-- Provided information follows --
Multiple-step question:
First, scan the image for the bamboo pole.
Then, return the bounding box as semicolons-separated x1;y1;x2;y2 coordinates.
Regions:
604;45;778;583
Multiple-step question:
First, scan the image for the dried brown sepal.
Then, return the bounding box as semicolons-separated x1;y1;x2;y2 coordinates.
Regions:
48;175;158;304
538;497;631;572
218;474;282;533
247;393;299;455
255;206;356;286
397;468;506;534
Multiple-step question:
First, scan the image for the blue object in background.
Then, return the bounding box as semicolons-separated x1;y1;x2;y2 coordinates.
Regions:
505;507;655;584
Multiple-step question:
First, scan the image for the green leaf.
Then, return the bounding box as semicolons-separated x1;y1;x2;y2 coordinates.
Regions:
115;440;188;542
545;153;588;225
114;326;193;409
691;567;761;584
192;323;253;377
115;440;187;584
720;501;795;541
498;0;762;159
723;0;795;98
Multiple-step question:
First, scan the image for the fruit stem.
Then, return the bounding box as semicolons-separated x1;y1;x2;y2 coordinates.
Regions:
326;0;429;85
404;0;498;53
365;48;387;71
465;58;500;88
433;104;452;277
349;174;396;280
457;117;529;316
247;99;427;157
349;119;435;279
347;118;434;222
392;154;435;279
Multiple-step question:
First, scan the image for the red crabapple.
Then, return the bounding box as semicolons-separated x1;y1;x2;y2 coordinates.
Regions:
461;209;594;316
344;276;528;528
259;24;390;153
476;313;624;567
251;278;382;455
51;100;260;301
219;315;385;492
-- Provided information concluded --
#### Exercise directions:
Whenever "scan" occurs in a line above, copy that line.

#### Response box:
First, scan the image for the bamboo pole.
First, scan the image for the dried brown sepal.
First, scan the image for the blue object in background.
First, scan the image for the green leaf.
First, scan the image for the fruit stem.
First, scan the image for the red crabapple.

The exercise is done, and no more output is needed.